Exercise aim: Reproduce each of the rows below word for word, changing nothing.

Supplied records:

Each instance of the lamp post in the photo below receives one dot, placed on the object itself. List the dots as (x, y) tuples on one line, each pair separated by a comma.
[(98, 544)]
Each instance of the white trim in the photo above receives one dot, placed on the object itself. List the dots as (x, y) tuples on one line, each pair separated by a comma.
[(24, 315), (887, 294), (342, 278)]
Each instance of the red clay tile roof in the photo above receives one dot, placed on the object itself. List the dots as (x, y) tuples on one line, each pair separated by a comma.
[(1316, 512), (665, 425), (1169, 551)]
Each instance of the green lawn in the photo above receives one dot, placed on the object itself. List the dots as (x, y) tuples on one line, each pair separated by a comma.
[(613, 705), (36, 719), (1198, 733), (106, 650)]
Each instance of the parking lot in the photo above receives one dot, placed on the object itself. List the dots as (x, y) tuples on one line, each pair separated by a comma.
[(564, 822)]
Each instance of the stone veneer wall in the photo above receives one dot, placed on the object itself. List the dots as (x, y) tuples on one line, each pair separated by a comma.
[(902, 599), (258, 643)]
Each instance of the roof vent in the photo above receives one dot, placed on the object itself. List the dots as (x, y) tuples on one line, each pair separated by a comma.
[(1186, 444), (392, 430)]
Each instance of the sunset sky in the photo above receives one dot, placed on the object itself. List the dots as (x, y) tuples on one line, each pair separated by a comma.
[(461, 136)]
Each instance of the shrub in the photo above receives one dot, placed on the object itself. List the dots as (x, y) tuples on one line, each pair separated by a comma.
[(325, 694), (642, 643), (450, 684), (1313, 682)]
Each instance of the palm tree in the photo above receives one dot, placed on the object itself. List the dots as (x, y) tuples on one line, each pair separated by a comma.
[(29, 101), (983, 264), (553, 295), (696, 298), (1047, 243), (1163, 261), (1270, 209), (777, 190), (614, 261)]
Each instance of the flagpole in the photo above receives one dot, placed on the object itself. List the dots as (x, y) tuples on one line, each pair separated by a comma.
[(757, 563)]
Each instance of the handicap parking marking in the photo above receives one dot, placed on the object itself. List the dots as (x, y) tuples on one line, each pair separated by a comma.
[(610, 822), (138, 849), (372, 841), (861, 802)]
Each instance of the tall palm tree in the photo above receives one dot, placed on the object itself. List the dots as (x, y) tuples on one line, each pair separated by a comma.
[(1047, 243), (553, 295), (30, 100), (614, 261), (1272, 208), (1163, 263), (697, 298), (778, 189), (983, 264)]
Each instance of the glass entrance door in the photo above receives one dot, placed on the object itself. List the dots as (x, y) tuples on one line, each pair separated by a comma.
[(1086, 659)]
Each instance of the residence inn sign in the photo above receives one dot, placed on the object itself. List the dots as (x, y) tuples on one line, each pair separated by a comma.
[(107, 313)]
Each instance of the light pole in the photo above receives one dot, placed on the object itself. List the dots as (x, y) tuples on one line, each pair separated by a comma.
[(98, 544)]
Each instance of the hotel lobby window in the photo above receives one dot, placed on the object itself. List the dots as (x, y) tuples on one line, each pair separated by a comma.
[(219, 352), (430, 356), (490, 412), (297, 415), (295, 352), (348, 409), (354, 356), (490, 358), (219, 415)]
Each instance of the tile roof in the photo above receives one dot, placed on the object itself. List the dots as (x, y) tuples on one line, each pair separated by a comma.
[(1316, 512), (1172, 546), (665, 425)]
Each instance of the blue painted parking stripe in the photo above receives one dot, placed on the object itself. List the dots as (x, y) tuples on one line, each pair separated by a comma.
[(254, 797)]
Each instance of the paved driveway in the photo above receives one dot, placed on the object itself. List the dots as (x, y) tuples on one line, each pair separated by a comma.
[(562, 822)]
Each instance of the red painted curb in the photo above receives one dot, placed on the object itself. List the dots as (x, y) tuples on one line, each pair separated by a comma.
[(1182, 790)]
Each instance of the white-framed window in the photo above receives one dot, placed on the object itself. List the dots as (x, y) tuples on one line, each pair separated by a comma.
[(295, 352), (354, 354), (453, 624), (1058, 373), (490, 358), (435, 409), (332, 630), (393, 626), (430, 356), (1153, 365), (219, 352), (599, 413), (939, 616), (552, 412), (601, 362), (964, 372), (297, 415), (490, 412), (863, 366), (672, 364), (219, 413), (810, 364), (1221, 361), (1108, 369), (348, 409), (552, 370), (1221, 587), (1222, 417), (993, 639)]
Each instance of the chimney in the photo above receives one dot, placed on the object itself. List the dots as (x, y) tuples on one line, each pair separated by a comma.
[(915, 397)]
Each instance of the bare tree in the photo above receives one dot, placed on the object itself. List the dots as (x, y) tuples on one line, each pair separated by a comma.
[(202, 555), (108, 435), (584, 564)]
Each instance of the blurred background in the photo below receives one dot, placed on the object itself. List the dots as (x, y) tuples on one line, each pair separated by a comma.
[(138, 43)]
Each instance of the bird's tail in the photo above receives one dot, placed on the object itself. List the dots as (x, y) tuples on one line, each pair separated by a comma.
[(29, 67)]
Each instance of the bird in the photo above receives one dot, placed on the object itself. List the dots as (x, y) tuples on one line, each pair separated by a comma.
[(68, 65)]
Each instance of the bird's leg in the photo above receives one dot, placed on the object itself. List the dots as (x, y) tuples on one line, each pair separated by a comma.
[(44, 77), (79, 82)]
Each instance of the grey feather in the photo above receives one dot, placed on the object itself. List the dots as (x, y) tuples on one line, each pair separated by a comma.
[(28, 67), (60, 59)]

Answer for this exercise:
Each instance of the lamp post in the photo below receives one dot, placed on the object itself. List the dots as (x, y) tuples on one line, each pair separated by a comma.
[(98, 544)]
Each instance of the white trim in the photo above receives one dot, placed on the object itself. List the dots as (x, y) tuples on one line, each pair separated by a comma.
[(24, 315), (887, 294), (342, 278)]
Each instance of the red clay tile roof in the photo above receives one dot, placed on the object itself. List the dots as (x, y) tuples on one line, each pair separated by a comma.
[(1316, 512), (665, 425), (1169, 551)]
Each instance of the green lawn in the photo above receives one dot, placed on the object itself. List the dots as (x, y) tuples on one line, each pair separated by a comma.
[(613, 705), (36, 719), (1198, 733), (106, 650)]
Each instance of the parking lot in the photo above receives one dot, placed on the object itself. List the dots as (x, y) tuples on one line, each pair separated by a comma.
[(564, 822)]
Each instance of the stone veneer wall in the photo above receives one dot, placed on the object itself. List the dots as (x, y) tuples on one line, each pair separated by a comma.
[(902, 599), (258, 643)]
Each instance of the roof vent in the photo above receives one dot, placed on the object itself. List the dots as (x, y) tuples on one line, each pair separated by a comma.
[(1186, 444), (392, 430)]
Each instance of the sunset sky in the photo above receives one dot, placed on the object itself. List the dots as (x, y) tuples on one line, each pair separated by a comma.
[(461, 136)]
Each instance of the shrub in the photo above receives one dot, placed on the object itself. List the dots as (x, y) tuples on one line, each pair separated by a comma.
[(325, 694), (642, 643), (450, 684), (1313, 682)]
Each instance of the palm tree in the photo above receives one dot, placed on the object itself. List the dots as (x, y) tuples on one line, each pair separated by a comma.
[(29, 101), (983, 264), (553, 295), (696, 298), (1047, 243), (1163, 261), (1270, 209), (777, 190), (614, 261)]
Each instance of the flagpole in the photo above receives one dot, placed on the object itself. List the dots as (x, y) tuples on one line, each pair separated by a comma.
[(757, 563)]
Each instance of the handicap parking marking in the photo above receives one dot, placed on the object itself. List the dots as (x, y) tuples on one line, each pair separated by a comma.
[(610, 822), (138, 849), (372, 841), (861, 802)]
Each instance of the tall palm tree in the photo above receives one dot, placed on the object itself. List the dots as (x, y) tuples on one line, each pair separated by a comma.
[(1047, 243), (553, 295), (30, 100), (614, 261), (1272, 208), (1163, 263), (697, 298), (778, 189), (983, 264)]
Each instance of the glass entrance door in the photo above receives one dot, placed on the object itself. List the dots as (x, y) tuples on one line, each pair separated by a comma.
[(1086, 659)]
Each instance of the residence inn sign in the photo above receives one dot, placed on the object itself. List the dots as (x, y) tuples on one line, each pair separated by a comma.
[(107, 313)]
Each instance of the light pole in the photo above receives one dot, placed on the object itself. List the dots as (x, y) tuples on one line, each pair separated by a comma.
[(98, 544)]
Each instance of the hotel lobby window in the photo above receives one dot, placed on the object itself. List the dots as (x, y) tuples on one line, each pair separated by a comma.
[(219, 352), (430, 356), (490, 412), (297, 415), (295, 352), (348, 409), (354, 356), (490, 358), (219, 415)]
Each instance of the tile roof in the photo above receives one dot, placed on the object itself. List the dots as (x, y) tuples on one line, each pair separated by a comma.
[(1316, 512), (1172, 546), (665, 425)]
Each instance of the blue painted parking stripe in the photo above receives one dot, placed on the object itself. List the dots as (x, y) tuples on one line, each pair separated by a comma.
[(254, 797)]
Each instance of the paved driveway in the photo above receives one dot, placed on the object itself. List the dots as (x, y) tuples on one line, each pair separated by a comma.
[(562, 822)]
Each instance of the red painted curb in the photo above receives one dot, placed on the object itself. List the dots as (x, y) tuples on one line, each pair separated by a comma.
[(1182, 790)]
Each instance of the white-framed window in the photo above receives one dot, placed on the object itself. List the dots as (x, y) tuples on one line, each pair separated by a comma.
[(295, 352), (354, 354), (453, 624), (1058, 373), (490, 358), (435, 409), (332, 630), (393, 626), (430, 356), (1153, 365), (219, 352), (599, 413), (939, 616), (552, 412), (601, 362), (964, 372), (297, 415), (490, 412), (863, 366), (672, 364), (219, 413), (810, 364), (1221, 361), (1108, 369), (348, 409), (552, 370), (1221, 587), (1222, 417), (993, 639)]
Each instance of the chimney in the photo above receives one dot, placed on the object itself. List the dots as (x, y) tuples on one line, each pair separated by a comma.
[(915, 397)]
Each instance of the bare tree in the photo above receives one dot, placed on the object itself. List the dots as (x, y) tuples on one line, each pair separated by a comma.
[(202, 555), (108, 435), (584, 564)]
Each instance of the blurred background in the photo below receives one dot, placed on the object itself. List the dots as (x, y) tuples on one line, each pair separated by a comma.
[(138, 43)]
Each instance of the bird's tail in the photo above receives one dot, placed on the object itself. List the dots as (x, y) tuples on one line, each pair separated by a comma.
[(29, 67)]
Each instance of the bird in the photo above receives one dot, placed on the object itself. List the dots as (x, y) tuples on one line, each pair separated by a comma.
[(68, 65)]
Each instance of the bird's leg in the photo above receives one dot, placed on the object itself. List the dots as (x, y) tuples on one line, each pair separated by a comma.
[(44, 77), (79, 82)]
Each instance of the grey feather in the photo above receives one dot, placed on the object itself. List the dots as (x, y) tuples on one line, each pair separated by a comma.
[(28, 67), (60, 59)]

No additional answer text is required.